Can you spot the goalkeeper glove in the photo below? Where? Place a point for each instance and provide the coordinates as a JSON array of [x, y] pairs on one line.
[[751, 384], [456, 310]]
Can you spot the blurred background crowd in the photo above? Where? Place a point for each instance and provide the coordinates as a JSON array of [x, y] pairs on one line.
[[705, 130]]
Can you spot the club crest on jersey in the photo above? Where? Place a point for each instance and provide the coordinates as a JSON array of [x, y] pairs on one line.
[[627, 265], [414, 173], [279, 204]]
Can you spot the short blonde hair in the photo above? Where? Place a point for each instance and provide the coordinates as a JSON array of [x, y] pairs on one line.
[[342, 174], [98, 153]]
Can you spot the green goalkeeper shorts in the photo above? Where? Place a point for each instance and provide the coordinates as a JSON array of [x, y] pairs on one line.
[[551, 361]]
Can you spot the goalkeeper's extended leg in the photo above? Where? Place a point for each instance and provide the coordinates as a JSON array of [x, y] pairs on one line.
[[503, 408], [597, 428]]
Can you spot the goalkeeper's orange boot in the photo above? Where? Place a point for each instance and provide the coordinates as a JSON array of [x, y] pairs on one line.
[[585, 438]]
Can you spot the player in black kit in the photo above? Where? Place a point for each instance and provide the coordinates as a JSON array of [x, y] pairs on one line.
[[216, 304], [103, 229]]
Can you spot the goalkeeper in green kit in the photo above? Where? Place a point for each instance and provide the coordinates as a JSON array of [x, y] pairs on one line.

====

**What is asked**
Rewrite the full listing above with every "goalkeeper" swapped for "keeper", leaving everything else unchanged.

**Exercise output**
Can you spot the keeper glove in the photo below? Where? Place a point for each instance and provide the coordinates as a JSON array of [x, y] pairs on one line.
[[751, 384], [456, 310]]
Can you spot the blurred background crowd in the photo above? Where? Place a point for each instance and provide the coordinates as a JSON array of [x, y] pairs on one line.
[[705, 130]]
Can you spot the club crest on jersey in the photo above? Where? Place a point for each instance and provide the coordinates as a JSON array of [x, y] pairs on one line.
[[627, 265], [414, 173], [279, 204]]
Can you spot the short blonde hair in the photo above? Where? Place a point for each instance and provide the coordinates as a JSON array of [x, y] pairs on one line.
[[342, 174], [98, 153]]
Can you spot the green keeper shorts in the photo above? Where? Place a point for each instance and provide the coordinates as a JSON array of [x, y] pairs on one line.
[[551, 361]]
Can you spot the keeper's extended leg in the photo above? Where? Place a point for each instance and provide the coordinates as a JSON array of [x, y] pairs on one line.
[[503, 408], [597, 428]]
Can you spot the keeper's orange boot in the photo above? Where? Place a point for each instance and provide the coordinates as a JSON array of [x, y] pairs on one line.
[[585, 438]]
Can you spot the player in black kit in the photo above? Where? Place a point for each instance and provide the coordinates as a JSON array of [x, y] pairs on one line.
[[216, 304], [103, 229]]
Can you spot the keeper in green kit in the photo above? Where? Place a point for each instance and provide the coordinates as a JSON array of [x, y] pairs on one line.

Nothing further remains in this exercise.